>>>>

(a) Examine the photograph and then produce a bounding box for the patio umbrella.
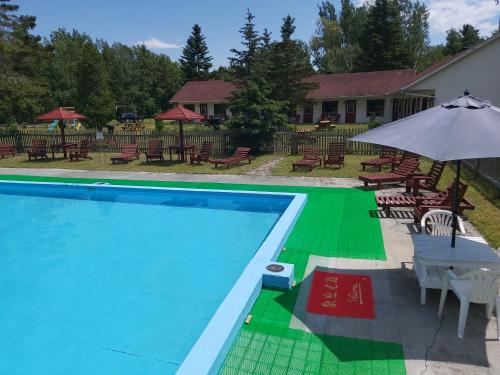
[351,90,500,247]
[154,105,205,161]
[36,107,87,158]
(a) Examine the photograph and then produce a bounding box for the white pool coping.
[0,181,307,375]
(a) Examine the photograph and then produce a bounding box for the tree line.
[0,0,492,128]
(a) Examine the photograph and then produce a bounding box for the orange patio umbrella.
[36,107,87,158]
[155,105,205,161]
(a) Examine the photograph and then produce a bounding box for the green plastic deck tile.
[0,175,406,374]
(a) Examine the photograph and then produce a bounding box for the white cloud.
[136,38,182,49]
[426,0,500,36]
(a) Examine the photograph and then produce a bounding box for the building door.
[304,103,313,124]
[345,100,356,124]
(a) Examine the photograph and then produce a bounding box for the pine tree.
[228,10,288,152]
[179,24,213,81]
[360,0,410,71]
[269,16,315,116]
[76,43,115,127]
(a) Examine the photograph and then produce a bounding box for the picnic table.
[50,142,78,159]
[168,145,195,161]
[411,234,500,269]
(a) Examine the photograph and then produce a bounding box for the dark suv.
[118,112,142,122]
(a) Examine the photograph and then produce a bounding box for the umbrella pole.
[59,120,68,159]
[451,160,462,247]
[179,120,184,161]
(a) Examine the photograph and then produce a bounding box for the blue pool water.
[0,184,291,374]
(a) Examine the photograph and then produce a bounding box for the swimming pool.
[0,182,306,374]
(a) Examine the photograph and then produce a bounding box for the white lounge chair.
[438,269,500,339]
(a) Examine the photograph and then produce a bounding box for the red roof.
[36,107,87,121]
[155,105,205,121]
[306,69,416,99]
[170,80,236,103]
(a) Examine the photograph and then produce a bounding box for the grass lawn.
[272,155,500,248]
[0,153,276,174]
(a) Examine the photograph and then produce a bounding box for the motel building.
[170,34,500,124]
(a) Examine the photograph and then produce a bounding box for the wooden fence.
[0,129,377,156]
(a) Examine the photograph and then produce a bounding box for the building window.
[366,99,385,117]
[214,103,227,116]
[200,103,208,116]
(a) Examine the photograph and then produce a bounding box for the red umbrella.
[36,107,87,158]
[155,105,205,161]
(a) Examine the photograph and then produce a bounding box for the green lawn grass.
[0,153,276,174]
[272,155,500,248]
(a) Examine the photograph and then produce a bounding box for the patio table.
[411,234,500,269]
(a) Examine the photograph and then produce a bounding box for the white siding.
[408,38,500,106]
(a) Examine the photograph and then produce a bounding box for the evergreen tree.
[76,43,115,127]
[269,16,315,117]
[445,29,462,56]
[228,10,288,151]
[179,24,212,81]
[460,24,481,49]
[360,0,410,71]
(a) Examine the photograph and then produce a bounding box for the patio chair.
[406,160,446,195]
[323,142,345,168]
[359,158,420,189]
[413,182,475,224]
[146,139,164,163]
[361,147,397,172]
[209,147,252,168]
[189,141,212,165]
[111,144,139,164]
[0,144,16,159]
[438,269,500,339]
[69,140,92,161]
[292,147,321,171]
[420,210,465,236]
[28,139,49,160]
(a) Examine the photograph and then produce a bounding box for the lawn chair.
[361,147,397,172]
[359,158,420,189]
[209,147,252,168]
[69,140,92,161]
[189,141,212,165]
[111,144,139,164]
[438,269,500,339]
[0,144,16,159]
[292,147,321,171]
[28,139,49,160]
[146,139,164,163]
[323,142,345,168]
[413,182,475,224]
[406,161,446,195]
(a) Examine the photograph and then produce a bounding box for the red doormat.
[307,271,375,319]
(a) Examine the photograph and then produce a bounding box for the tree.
[76,43,115,127]
[360,0,410,71]
[460,24,481,49]
[179,24,212,81]
[268,16,315,117]
[228,10,288,151]
[445,29,462,56]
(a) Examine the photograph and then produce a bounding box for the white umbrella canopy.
[351,91,500,161]
[351,90,500,247]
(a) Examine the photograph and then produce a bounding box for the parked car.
[118,112,142,122]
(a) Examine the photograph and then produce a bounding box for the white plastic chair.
[438,269,500,339]
[420,210,465,236]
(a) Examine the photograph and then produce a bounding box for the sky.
[12,0,500,67]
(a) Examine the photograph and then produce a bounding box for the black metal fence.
[0,129,377,155]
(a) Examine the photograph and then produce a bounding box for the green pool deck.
[0,175,406,374]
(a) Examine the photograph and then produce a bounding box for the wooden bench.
[0,144,16,159]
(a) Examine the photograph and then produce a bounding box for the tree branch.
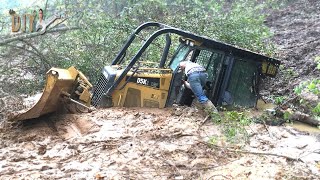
[0,26,81,46]
[20,40,51,69]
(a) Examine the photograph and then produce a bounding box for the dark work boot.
[203,100,218,112]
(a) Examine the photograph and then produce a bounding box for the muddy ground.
[264,0,320,96]
[0,107,320,179]
[0,0,320,179]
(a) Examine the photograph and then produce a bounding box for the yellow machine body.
[10,67,92,121]
[112,68,172,108]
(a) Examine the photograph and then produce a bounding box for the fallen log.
[290,111,320,126]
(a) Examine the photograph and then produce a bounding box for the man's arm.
[182,80,191,89]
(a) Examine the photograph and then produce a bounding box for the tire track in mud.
[0,107,313,179]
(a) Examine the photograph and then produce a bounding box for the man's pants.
[188,72,208,104]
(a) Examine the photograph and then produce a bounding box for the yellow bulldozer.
[11,22,280,121]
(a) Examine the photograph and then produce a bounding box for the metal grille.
[92,74,108,107]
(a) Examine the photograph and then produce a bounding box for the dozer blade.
[9,67,92,121]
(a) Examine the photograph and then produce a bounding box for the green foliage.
[294,79,320,95]
[315,56,320,70]
[312,103,320,116]
[211,111,251,143]
[274,96,286,105]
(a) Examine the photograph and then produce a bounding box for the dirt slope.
[0,107,320,179]
[267,0,320,95]
[0,0,320,179]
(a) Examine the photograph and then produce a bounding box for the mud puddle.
[0,107,320,179]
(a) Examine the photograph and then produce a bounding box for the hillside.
[0,0,320,179]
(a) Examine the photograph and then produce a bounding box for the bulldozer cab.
[92,22,280,108]
[11,22,280,121]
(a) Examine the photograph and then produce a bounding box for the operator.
[179,61,218,112]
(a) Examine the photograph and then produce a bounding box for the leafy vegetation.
[0,0,279,94]
[210,111,251,143]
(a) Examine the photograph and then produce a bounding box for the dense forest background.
[0,0,287,94]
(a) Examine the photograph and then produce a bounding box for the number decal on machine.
[126,76,160,88]
[137,78,148,85]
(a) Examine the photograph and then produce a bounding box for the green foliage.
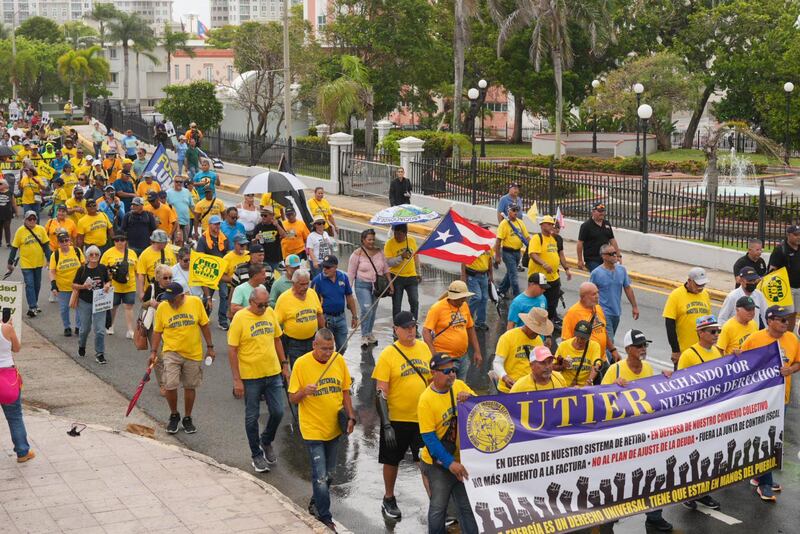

<<<<

### [Objective]
Lay out every line of the rows above as a JSON list of strings, one string per line, skipping blank lines and leaving out the pictures.

### [Answer to this exercise]
[
  "(a) Examine the photograph and then produce a bounding box for the patio umbrella.",
  "[351,90,500,247]",
  "[154,105,205,161]",
  "[36,107,87,158]",
  "(a) Examine the photograph and then produce a bounding box for the white pool coping.",
  "[0,181,307,375]",
  "(a) Examine the photograph and then produce a bounding box for the tree line.",
  "[0,0,492,128]",
  "(a) Examine the photograph and then produce a bounding box for the orange patio umbrella.",
  "[36,107,87,158]",
  "[155,105,205,161]",
  "(a) Examine the photograph and then produce a bounding box for the green plastic deck tile.",
  "[0,175,406,374]",
  "(a) Examine the photograph and then produce a bounding box for the white cloud.",
  "[136,38,182,49]",
  "[426,0,500,36]",
  "(a) Examine the photograph and then produce a bounding box for the building door.",
  "[304,103,313,124]",
  "[345,100,356,124]",
  "(a) Examine the photograph and then produce a bounding box for the pine tree.",
  "[228,10,288,152]",
  "[179,24,213,81]",
  "[360,0,410,71]",
  "[269,16,315,116]",
  "[76,43,115,127]",
  "(a) Examine the photograph and then produce a bounding box for the picnic table.",
  "[50,142,78,159]",
  "[168,145,195,161]",
  "[411,234,500,269]",
  "(a) Examine the photograph and then produce a bounding box for the dark suv.",
  "[118,112,142,122]",
  "(a) Examine the photograph and then produce a bounding box for the umbrella pole.",
  "[59,120,68,159]",
  "[451,160,462,247]",
  "[179,120,184,161]",
  "(a) Examine the photograph and then produce a bounding box for the blue pool water.",
  "[0,184,291,374]",
  "(a) Examine the photograph and then produce a bounding box for the swimming pool.",
  "[0,182,306,374]",
  "(a) Examine the photograph and then produce a bounding box for the white lounge chair.",
  "[438,269,500,339]",
  "(a) Examine the photograph and then produce a bounding box for the red roof.",
  "[36,107,87,121]",
  "[155,105,205,121]",
  "[306,69,416,99]",
  "[170,80,236,103]",
  "(a) Examine the photograph and then produce a bounding box for the grass lawn.",
  "[272,155,500,248]",
  "[0,153,276,174]",
  "(a) Examine the photograph and then produce a bounding box for the motel building.",
  "[170,34,500,124]",
  "(a) Examine the photograph and then produce a bounding box for the wooden fence.",
  "[0,129,377,156]",
  "(a) Examine the photograph and then produce a bounding box for the building window.",
  "[366,99,385,117]",
  "[214,103,227,116]",
  "[200,103,208,116]",
  "(a) Examine the photograph and then produce a bounding box for the red umbrella.",
  "[36,107,87,158]",
  "[155,105,205,161]",
  "(a) Examine the photograph and then produce a bounding box for the green lawn grass.",
  "[0,153,276,174]",
  "[272,155,500,248]",
  "(a) Examine the photograph and then produce a bounding box for the patio table.",
  "[411,234,500,269]",
  "(a) Examine the photograph and then produce a bounding box for the white siding.",
  "[408,38,500,106]",
  "(a) Examine the photograph and then produce a bounding box for the evergreen tree.",
  "[76,43,115,127]",
  "[269,16,315,117]",
  "[445,29,462,56]",
  "[228,10,288,151]",
  "[179,24,212,81]",
  "[460,24,481,49]",
  "[360,0,410,71]",
  "(a) Examine the photograph and then produce a bounding box for the patio chair.",
  "[406,160,446,195]",
  "[323,142,345,168]",
  "[359,158,420,189]",
  "[413,182,475,224]",
  "[146,139,164,163]",
  "[361,147,397,172]",
  "[209,147,252,168]",
  "[189,141,212,165]",
  "[111,144,139,164]",
  "[0,144,16,159]",
  "[438,269,500,339]",
  "[69,140,92,161]",
  "[292,147,321,171]",
  "[420,210,465,236]",
  "[28,139,49,160]",
  "(a) Examine the photograph and then produce a bounding box for the lawn chair.",
  "[361,147,397,172]",
  "[359,158,420,189]",
  "[209,147,252,168]",
  "[69,140,92,161]",
  "[189,141,212,165]",
  "[111,144,139,164]",
  "[438,269,500,339]",
  "[0,144,16,159]",
  "[292,147,321,171]",
  "[28,139,49,160]",
  "[146,139,164,163]",
  "[323,142,345,168]",
  "[413,182,475,224]",
  "[406,161,446,195]",
  "(a) Examine the photograph and then produce a bounding box for the red doormat.",
  "[307,271,375,319]",
  "(a) Examine the photograph and then produce a bounding box for the tree.",
  "[76,43,115,127]",
  "[360,0,410,71]",
  "[460,24,481,49]",
  "[179,24,212,81]",
  "[268,16,315,117]",
  "[228,10,288,151]",
  "[445,29,462,56]",
  "(a) Examine the photograph and then produce a bounding box for the white umbrella canopy.",
  "[351,91,500,161]",
  "[351,90,500,247]",
  "(a) Examine the photograph and then produce a bounding box for the parked car.",
  "[118,112,142,122]",
  "(a) Examine the photograph and then produce a bounding box for the white plastic chair.",
  "[438,269,500,339]",
  "[420,210,465,236]",
  "(a) Examine the photograph and then produce a bounding box for the sky.",
  "[12,0,500,67]",
  "(a) Examine the photograph and then produce a bounding box for the black metal fence.",
  "[0,129,377,155]",
  "(a) Examine the photograph and then produce a bounding box for the green pool deck.",
  "[0,175,406,374]",
  "(a) Examine the photograph and then produce a bounding box for the wooden bench.",
  "[0,144,16,159]",
  "(a) Examine the photograph and then produce a bounding box for the tree branch.",
  "[0,26,81,46]",
  "[20,40,51,69]",
  "(a) Examine the photograph and then produce a bounding box for the dark work boot.",
  "[203,100,218,112]",
  "(a) Examine the photograph and then produce a bounding box for the muddy ground.",
  "[264,0,320,96]",
  "[0,107,320,179]",
  "[0,0,320,179]",
  "(a) Examine the photograph and then produce a bounding box for the yellow machine body.",
  "[10,67,92,121]",
  "[112,68,172,108]",
  "(a) Examine the photograph and then produce a bounding box for the fallen log.",
  "[290,111,320,126]",
  "(a) Examine the photograph and then produce a bounding box for the man's arm.",
  "[182,80,191,89]",
  "(a) Examine the photograph and then produce a bounding box for the tire track in mud.",
  "[0,107,313,179]",
  "(a) Examine the photograph and then produce a bounding box for the man's pants.",
  "[188,72,208,104]",
  "(a) Examine the photograph and then produce a bounding box for the yellow bulldozer.",
  "[11,22,280,121]",
  "(a) Examine the photograph and then produce a bounding box for the metal grille.",
  "[92,74,108,107]",
  "(a) Examine the photograph and then produce a bounding box for the dozer blade.",
  "[9,67,92,121]",
  "(a) Examine the photograph and then produce a bounding box for the green foliage.",
  "[294,79,320,95]",
  "[315,56,320,70]",
  "[312,103,320,116]",
  "[211,111,251,143]",
  "[274,96,286,105]",
  "(a) Examine the photograph and then produce a bounding box for the dirt slope.",
  "[0,107,320,179]",
  "[267,0,320,95]",
  "[0,0,320,179]",
  "(a) Examine the photograph and then produce a bounding box for the mud puddle.",
  "[0,107,320,179]",
  "(a) Examine the photograph and then produce a bounding box for the hillside.",
  "[0,0,320,179]",
  "(a) Examine the photograph and then produce a bounding box for the bulldozer cab.",
  "[92,22,280,108]",
  "[11,22,280,121]",
  "(a) Examine the photograph and then produce a bounding box for the operator.",
  "[179,61,218,112]",
  "(a) Examine the photograph and then produce a bounding box for the leafy vegetation.",
  "[0,0,279,94]",
  "[210,111,251,143]",
  "(a) Examine the photograph and then produce a bounding box for the dense forest background.",
  "[0,0,287,94]",
  "(a) Examine the photograph and then produce a bounding box for the number decal on machine.",
  "[126,76,160,88]",
  "[137,78,148,85]",
  "(a) Examine the photograph and then produce a bounding box for the green foliage."
]